**Texte de la page:**
┌────────

Le Dictionnerfs : ira furor bréviaire

Entendons-nous bien, le Dictionnerfs de Mathieu Potte-Bonneville et François Matton n’est pas qu’un dico de plus dans l’univers des lexiques qui font autorité que l’on offrira distraitement à Noël ou à son petit neveu. Car le Dictionnerfs possède un « Mojo », un sex appeal, un pouvoir, que n’ont pas les habituels recueils de définitions, de citations qui finissent leur carrière au mieux sur une étagère de bibliothèque et au pire sous une armoire normande et bancale.

Œuvre hybride, à la fois « dictio-nerd » et index à desseins, le Dictionnerfs, sous ses dehors classiques de glossaire, permet aux auteurs de laisser libre court (« livre court » ?) à leur imagination débordante, conjointe et complémentaire. Les définitions de Mathieu Potte-Bonneville, philosophe, rhéteur, croisent les illustrations de François Matton, dessinateur et auteur. Textes et dessins s’associent pour constituer ce que l’on pourrait appeler (assumant la paraphrase) un véritable recueil humeuristique.

└────────

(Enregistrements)
┌────────

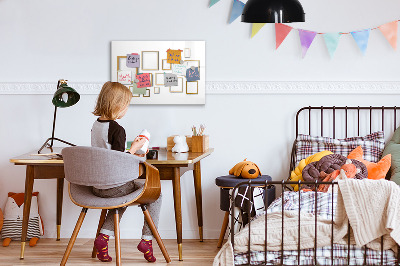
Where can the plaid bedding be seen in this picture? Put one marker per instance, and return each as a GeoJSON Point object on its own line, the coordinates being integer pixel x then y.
{"type": "Point", "coordinates": [306, 202]}
{"type": "Point", "coordinates": [372, 145]}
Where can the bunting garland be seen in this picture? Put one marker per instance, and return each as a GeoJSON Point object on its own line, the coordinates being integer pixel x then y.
{"type": "Point", "coordinates": [281, 31]}
{"type": "Point", "coordinates": [306, 38]}
{"type": "Point", "coordinates": [332, 41]}
{"type": "Point", "coordinates": [237, 9]}
{"type": "Point", "coordinates": [361, 37]}
{"type": "Point", "coordinates": [389, 30]}
{"type": "Point", "coordinates": [256, 27]}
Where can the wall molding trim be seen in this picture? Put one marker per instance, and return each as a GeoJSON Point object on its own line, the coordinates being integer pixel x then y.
{"type": "Point", "coordinates": [232, 87]}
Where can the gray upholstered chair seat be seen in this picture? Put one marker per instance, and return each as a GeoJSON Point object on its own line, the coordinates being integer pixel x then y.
{"type": "Point", "coordinates": [83, 196]}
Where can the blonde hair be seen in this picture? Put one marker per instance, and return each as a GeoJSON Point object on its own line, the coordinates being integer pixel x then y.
{"type": "Point", "coordinates": [112, 99]}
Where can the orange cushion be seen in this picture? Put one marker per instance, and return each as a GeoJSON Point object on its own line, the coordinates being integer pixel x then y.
{"type": "Point", "coordinates": [375, 170]}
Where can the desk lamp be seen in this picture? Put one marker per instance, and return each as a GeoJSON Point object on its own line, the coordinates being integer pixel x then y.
{"type": "Point", "coordinates": [272, 11]}
{"type": "Point", "coordinates": [64, 96]}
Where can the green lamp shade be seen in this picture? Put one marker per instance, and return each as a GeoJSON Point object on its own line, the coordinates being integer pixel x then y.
{"type": "Point", "coordinates": [65, 96]}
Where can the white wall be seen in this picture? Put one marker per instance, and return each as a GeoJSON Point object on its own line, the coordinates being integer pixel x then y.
{"type": "Point", "coordinates": [42, 41]}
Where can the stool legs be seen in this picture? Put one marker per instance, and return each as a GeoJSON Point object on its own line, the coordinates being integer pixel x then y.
{"type": "Point", "coordinates": [101, 222]}
{"type": "Point", "coordinates": [223, 229]}
{"type": "Point", "coordinates": [117, 238]}
{"type": "Point", "coordinates": [156, 235]}
{"type": "Point", "coordinates": [73, 237]}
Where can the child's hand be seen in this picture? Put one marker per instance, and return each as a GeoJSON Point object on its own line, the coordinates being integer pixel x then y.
{"type": "Point", "coordinates": [137, 144]}
{"type": "Point", "coordinates": [143, 155]}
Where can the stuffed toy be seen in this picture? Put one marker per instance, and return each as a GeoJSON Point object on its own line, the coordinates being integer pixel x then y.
{"type": "Point", "coordinates": [180, 144]}
{"type": "Point", "coordinates": [245, 169]}
{"type": "Point", "coordinates": [348, 170]}
{"type": "Point", "coordinates": [13, 215]}
{"type": "Point", "coordinates": [328, 164]}
{"type": "Point", "coordinates": [296, 174]}
{"type": "Point", "coordinates": [375, 170]}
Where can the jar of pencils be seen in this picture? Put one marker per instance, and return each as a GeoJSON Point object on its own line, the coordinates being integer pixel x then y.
{"type": "Point", "coordinates": [199, 140]}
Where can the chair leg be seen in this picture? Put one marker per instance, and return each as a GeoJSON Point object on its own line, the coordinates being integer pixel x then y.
{"type": "Point", "coordinates": [117, 239]}
{"type": "Point", "coordinates": [101, 222]}
{"type": "Point", "coordinates": [73, 237]}
{"type": "Point", "coordinates": [154, 230]}
{"type": "Point", "coordinates": [223, 229]}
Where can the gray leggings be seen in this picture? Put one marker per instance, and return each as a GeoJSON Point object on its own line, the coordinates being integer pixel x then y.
{"type": "Point", "coordinates": [154, 208]}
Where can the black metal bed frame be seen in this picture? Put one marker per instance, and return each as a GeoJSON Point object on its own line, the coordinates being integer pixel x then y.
{"type": "Point", "coordinates": [283, 184]}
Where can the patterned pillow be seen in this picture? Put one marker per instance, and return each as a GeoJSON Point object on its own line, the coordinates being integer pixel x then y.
{"type": "Point", "coordinates": [372, 144]}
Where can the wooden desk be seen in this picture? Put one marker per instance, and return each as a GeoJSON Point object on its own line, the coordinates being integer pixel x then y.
{"type": "Point", "coordinates": [40, 167]}
{"type": "Point", "coordinates": [171, 167]}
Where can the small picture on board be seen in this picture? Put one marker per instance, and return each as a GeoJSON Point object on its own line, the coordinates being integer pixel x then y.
{"type": "Point", "coordinates": [150, 60]}
{"type": "Point", "coordinates": [125, 76]}
{"type": "Point", "coordinates": [162, 66]}
{"type": "Point", "coordinates": [187, 53]}
{"type": "Point", "coordinates": [177, 89]}
{"type": "Point", "coordinates": [159, 79]}
{"type": "Point", "coordinates": [166, 65]}
{"type": "Point", "coordinates": [192, 87]}
{"type": "Point", "coordinates": [147, 94]}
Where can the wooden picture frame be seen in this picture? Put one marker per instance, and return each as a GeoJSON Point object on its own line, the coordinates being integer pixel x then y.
{"type": "Point", "coordinates": [159, 79]}
{"type": "Point", "coordinates": [121, 62]}
{"type": "Point", "coordinates": [150, 60]}
{"type": "Point", "coordinates": [166, 65]}
{"type": "Point", "coordinates": [192, 87]}
{"type": "Point", "coordinates": [179, 88]}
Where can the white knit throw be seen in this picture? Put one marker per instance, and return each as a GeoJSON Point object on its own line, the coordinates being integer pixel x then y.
{"type": "Point", "coordinates": [371, 206]}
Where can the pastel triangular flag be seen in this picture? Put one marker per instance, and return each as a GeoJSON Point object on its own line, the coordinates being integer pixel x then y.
{"type": "Point", "coordinates": [237, 9]}
{"type": "Point", "coordinates": [361, 37]}
{"type": "Point", "coordinates": [332, 41]}
{"type": "Point", "coordinates": [213, 2]}
{"type": "Point", "coordinates": [389, 30]}
{"type": "Point", "coordinates": [256, 27]}
{"type": "Point", "coordinates": [281, 31]}
{"type": "Point", "coordinates": [306, 39]}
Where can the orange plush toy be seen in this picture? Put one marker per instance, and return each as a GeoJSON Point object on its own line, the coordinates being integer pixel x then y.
{"type": "Point", "coordinates": [348, 170]}
{"type": "Point", "coordinates": [13, 214]}
{"type": "Point", "coordinates": [375, 170]}
{"type": "Point", "coordinates": [245, 169]}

└────────

**Consigne:**
Transcrivez à l'identique le passage du texte sur le Dictionnerfs qui commence aux mots « Entendons-nous bien, le » et s'arrête après les mots « normande et bancale. ». Les items forment un matériau à part, distinct du texte sur le Dictionnerfs.

**Corrigé:**
Entendons-nous bien, le Dictionnerfs de Mathieu Potte-Bonneville et François Matton n’est pas qu’un dico de plus dans l’univers des lexiques qui font autorité que l’on offrira distraitement à Noël ou à son petit neveu. Car le Dictionnerfs possède un « Mojo », un sex appeal, un pouvoir, que n’ont pas les habituels recueils de définitions, de citations qui finissent leur carrière au mieux sur une étagère de bibliothèque et au pire sous une armoire normande et bancale.